WHAT IS BEING ASKED ▸ Can you print the passage below on Florence Fuller, word for word, between "Florence Fuller was" and "subsequently became singers.", inclusive?

SELECTED TEXT ▸
# # # # #

Florence Ada Fuller (1867 – 17 July 1946) was a South African-born Australian artist. Originally from Port Elizabeth, Fuller migrated as a child to Melbourne with her family. There she trained with her uncle Robert Hawker Dowling and teacher Jane Sutherland and took classes at the National Gallery of Victoria Art School, becoming a professional artist in the late 1880s. In 1892 she left Australia, travelling first to South Africa, where she met and painted for Cecil Rhodes, and then on to Europe. She lived and studied there for the subsequent decade, except for a return to South Africa in 1899 to paint a portrait of Rhodes. Between 1895 and 1904 her works were exhibited at the Paris Salon and London's Royal Academy.
In 1904, Fuller returned to Australia, living in Perth. She became active in the Theosophical Society and painted some of her best-known work, including A Golden Hour, described by the National Gallery of Australia as a "masterpiece" when it acquired the work in 2013. Beginning in 1908, Fuller travelled extensively, living in India and England before ultimately settling in Sydney. There, she was the inaugural teacher of life drawing at the School of Fine and Applied Arts, established in 1920 by the New South Wales Society of Women Painters. She died in 1946.
Highly regarded during her active career as a portrait and landscape painter, by 1914 Fuller was represented in four public galleries—three in Australia and one in South Africa—a record for a woman who was an Australian painter at that time. In 1927 she began almost twenty years of institutionalization in a mental asylum, however, and her death went without notice. After her death, information about her was frequently omitted from reference books about Australian painters and knowledge of her work became obscure despite her paintings being held in public art collections including the Art Gallery of South Australia, the Art Gallery of Western Australia, the National Gallery of Australia, the National Gallery of Victoria, the Art Gallery of New South Wales and Australia's National Portrait Gallery.
Florence Fuller was born in Port Elizabeth, South Africa, in 1867, a daughter of Louisa and John Hobson Fuller. She had several siblings, including sisters Amy and Christie, both of whom subsequently became singers.

# # # # #

GIVEN DATA ▸

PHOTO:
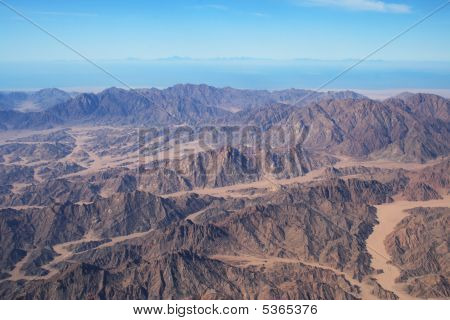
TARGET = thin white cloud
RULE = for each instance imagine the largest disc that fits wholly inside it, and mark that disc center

# # # # #

RESPONSE FOR THIS EXERCISE ▸
Florence Fuller was born in Port Elizabeth, South Africa, in 1867, a daughter of Louisa and John Hobson Fuller. She had several siblings, including sisters Amy and Christie, both of whom subsequently became singers.